Pouvez-vous reprendre l'extrait sur la couleur des bières microbrassées au Québec et en poursuivre le récit après sa dernière phrase ?

:: EXTRAIT ::

Au début de la révolution microbrassicole, fin 1980, pour être reconnue « bière microbrassée », sa robe devait être plus foncée que celle des grandes marques. Les versions « focus group » de la Belle Gueule originale avaient convaincu ses concepteurs à accentuer son doré. Dans les bars, ces bières ressortaient du lot, attiraient les regards, devenaient des cartes de visite : « Qu’ossé ça ? » « Ah bon ! » « On va essayer d’abord. »
On connaissait déjà les bières noires, étiquetées stout ou porter. Les porters offerts au Québec n’avaient absolument rien à voir avec le style historique. Il s’agissait surtout de désinvoltes teintes. Dénués de notes de torréfaction ou d’acidité, elles dérivaient à mille gorgées de leur ascendance britannique. La rumeur indiquait qu’elles étaient riches en fer et en minéraux. Cette croyance incitait les femmes venant de donner naissance à en consommer, afin de « mieux récupérer ».
La réelle fonction était l’effet lénifiant qu’une faible dose d’alcool peut exercer sur le système nerveux. Cet apaisement favorisait la lactation, un pur bonheur pour le nouveau-né. Un placebo savoureux. Lorsque Mc Auslan a proposé la St-Ambroise Pale Ale, au corps bronzé, une excellente interprétation du style, on a consulté un dictionnaire afin d’offrir une traduction. Un geste inutile, le mot pale ale faisait déjà partie des entrées : « bière blonde anglaise ».
Arrivée de la bière rousse
La maison a imprimé de bonne foi cette aberration sur ses étiquettes. La pale ale d’origine britannique porte traditionnellement des vêtements d’un brun clair, cuivré. Une kyrielle d’autres mots pouvaient qualifier les intensités plus foncées : « ambrée », « brune », « rouge-brun », « cuivrée »… L’adjectif « rousse » ne faisait pas partie des options. Il a été introduit par les Brasseurs du Nord.
Lorsque la maison de St-Jérôme a lancé son deuxième produit, la Boréale Blonde, il devenait nécessaire d’ajouter un qualificatif pour l’aînée. Elle était jusqu’alors connue sous le nom de Boréale (tout court). Rousse a été l’épithète élue. Une légère commotion a perturbé les aficionados lors de l’arrivée de la blonde. Cette offre pouvait être interprétée comme un recul. On promouvait simplement un modèle d’affaire à l’image de cette nouvelle industrie, Small is beautifull, en fusion avec l’approche d’Ernst F. Schumacher. On s’inscrivait simplement dans la philosophie de l’économie à petite échelle.
La fulgurante progression ultérieure du marché microbrassicole donnera raison aux dirigeants. Cette initiative a dévoilé la puissance inouïe du mot rousse. La plus ancienne brasserie canadienne a été la première à improviser une imitation : la Molson Rousse. Une comédienne sympathique, Rose Ouellette, dite La Poune, était sa porte-parole. Le slogan « La rousse est douce » a spontanément séduit le public, sans toutefois le convaincre d’en acheter. La télévision de Radio-Canada a alors sollicité mon palais afin d’en faire l’analyse.

:::
:: FICHES ENREGISTRÉES ::

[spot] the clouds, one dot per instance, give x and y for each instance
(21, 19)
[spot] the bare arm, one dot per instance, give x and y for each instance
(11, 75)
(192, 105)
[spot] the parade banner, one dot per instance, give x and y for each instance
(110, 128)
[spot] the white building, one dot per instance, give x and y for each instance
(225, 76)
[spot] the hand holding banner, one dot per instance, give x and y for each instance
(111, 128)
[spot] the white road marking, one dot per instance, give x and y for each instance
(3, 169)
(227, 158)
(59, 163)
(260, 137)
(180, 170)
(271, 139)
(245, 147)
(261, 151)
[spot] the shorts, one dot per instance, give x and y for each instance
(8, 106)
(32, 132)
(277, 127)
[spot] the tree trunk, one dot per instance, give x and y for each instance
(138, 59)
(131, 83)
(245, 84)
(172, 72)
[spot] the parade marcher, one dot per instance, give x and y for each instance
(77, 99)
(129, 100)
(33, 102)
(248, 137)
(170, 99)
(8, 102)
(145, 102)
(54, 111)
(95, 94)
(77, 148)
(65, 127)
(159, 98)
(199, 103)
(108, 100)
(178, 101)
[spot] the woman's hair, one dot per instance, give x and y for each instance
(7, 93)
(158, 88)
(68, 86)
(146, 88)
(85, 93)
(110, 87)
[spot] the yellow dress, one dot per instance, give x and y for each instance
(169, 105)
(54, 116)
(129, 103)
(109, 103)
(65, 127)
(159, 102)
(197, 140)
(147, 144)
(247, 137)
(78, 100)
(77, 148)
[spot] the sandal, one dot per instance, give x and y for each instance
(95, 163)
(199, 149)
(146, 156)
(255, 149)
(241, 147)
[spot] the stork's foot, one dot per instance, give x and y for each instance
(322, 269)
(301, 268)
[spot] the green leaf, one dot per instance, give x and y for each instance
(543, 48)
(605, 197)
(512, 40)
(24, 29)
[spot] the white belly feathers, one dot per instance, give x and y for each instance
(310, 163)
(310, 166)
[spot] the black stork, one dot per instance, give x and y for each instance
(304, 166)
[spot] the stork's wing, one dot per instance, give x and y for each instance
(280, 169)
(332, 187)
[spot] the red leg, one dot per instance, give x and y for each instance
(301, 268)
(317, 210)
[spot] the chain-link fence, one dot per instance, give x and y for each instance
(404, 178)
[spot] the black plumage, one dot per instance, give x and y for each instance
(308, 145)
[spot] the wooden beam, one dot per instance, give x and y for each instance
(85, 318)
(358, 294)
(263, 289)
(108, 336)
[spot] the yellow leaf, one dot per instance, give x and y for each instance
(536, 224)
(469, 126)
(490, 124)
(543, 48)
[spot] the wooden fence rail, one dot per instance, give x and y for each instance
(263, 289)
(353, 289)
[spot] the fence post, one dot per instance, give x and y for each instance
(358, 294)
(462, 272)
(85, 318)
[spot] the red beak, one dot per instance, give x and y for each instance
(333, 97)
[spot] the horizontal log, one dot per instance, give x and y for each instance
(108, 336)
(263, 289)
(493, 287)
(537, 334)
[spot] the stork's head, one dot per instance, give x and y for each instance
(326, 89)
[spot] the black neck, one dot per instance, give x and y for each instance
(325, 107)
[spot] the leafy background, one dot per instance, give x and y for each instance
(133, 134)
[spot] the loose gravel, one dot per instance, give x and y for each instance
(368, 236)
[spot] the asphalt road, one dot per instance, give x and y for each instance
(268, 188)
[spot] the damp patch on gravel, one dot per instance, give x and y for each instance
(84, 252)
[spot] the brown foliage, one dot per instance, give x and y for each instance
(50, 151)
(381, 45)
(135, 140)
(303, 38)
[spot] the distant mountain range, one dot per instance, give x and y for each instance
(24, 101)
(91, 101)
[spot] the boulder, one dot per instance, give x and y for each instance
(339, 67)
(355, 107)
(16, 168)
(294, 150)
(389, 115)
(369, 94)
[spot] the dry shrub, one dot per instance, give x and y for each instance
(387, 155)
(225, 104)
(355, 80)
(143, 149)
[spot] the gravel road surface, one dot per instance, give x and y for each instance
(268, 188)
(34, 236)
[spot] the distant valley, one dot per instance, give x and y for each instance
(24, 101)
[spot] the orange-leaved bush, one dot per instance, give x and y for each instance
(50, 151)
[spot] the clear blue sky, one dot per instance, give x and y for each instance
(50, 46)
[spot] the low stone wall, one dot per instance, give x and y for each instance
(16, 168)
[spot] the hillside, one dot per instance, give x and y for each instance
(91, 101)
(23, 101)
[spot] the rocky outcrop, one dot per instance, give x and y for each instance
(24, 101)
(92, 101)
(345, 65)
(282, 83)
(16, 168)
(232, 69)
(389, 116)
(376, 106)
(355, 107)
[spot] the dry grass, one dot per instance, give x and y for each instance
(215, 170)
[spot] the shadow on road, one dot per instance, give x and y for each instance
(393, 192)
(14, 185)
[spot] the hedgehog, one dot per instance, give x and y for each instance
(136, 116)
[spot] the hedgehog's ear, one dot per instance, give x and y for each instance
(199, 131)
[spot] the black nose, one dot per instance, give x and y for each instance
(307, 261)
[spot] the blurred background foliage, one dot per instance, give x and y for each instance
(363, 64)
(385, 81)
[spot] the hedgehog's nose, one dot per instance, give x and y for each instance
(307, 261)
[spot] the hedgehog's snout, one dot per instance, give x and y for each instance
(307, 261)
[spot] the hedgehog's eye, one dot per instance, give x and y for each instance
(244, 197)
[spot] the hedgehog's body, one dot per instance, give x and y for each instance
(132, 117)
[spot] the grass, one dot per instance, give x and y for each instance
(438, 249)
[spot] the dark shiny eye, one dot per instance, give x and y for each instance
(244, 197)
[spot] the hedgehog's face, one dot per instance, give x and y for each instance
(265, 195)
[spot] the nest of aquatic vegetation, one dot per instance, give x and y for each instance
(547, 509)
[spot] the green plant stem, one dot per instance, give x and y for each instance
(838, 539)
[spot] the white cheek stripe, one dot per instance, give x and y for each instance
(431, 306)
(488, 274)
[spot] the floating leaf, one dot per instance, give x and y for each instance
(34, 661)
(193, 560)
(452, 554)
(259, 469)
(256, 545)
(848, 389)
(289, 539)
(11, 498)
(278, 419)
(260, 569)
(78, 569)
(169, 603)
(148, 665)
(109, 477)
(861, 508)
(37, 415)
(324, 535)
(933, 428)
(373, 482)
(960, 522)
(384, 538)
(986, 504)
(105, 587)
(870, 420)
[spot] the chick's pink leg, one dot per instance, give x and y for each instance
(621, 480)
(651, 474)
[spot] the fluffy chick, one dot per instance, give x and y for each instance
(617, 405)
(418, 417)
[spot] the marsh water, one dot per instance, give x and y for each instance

:::

● **RÉPONSE ATTENDUE**:
Une équipe a été affrétée pour m’interviewer chez moi. Un gros camion s’est stationné devant la maison à l’heure convenue. Une personne s’est approchée, avec les bières. Nous avons choisi de faire l’entrevue dans la salle à manger. Un cameraman a installé ses équipements à l’autre bout de la table, un microphone a été pincé sur ma chemise. Son fil, relié à un émetteur, a été accroché à ma ceinture, zigzaguant entre ma peau et mon chemisier.
Je devais finalement placer un bidule dans mon oreille droite. – Pourquoi l’oreillette ? – Pour entendre l’animateur. – Ce n’est pas toi qui va me poser les questions ? – Non, non. Tu passes en direct au téléjournal. Une voix féminine s’est faite entendre. Pendant qu’elle m’expliquait les étapes subséquentes, j’entendais le lecteur de nouvelles en sourdine. On m’a fait un décompte : « C’est à ton tour dans quinze secondes ». La conversation a débuté.
J’ai expliqué les origines pouvant expliquer la couleur plus foncée, survie d’une analyse gustative. – Votre opinion concernant cette bière ? – Ben…. ça goûte la Molson Export. Je ne perçois aucun indice de malts torréfiés ou caramélisés. Une bière très douce, pas trop d’amertume. Je n’ai jamais reçu de réaction de la brasserie suite à cette affirmation. Une certaine nervosité m’a habité les semaines suivantes : et si j’avais été complètement dans l’champ ?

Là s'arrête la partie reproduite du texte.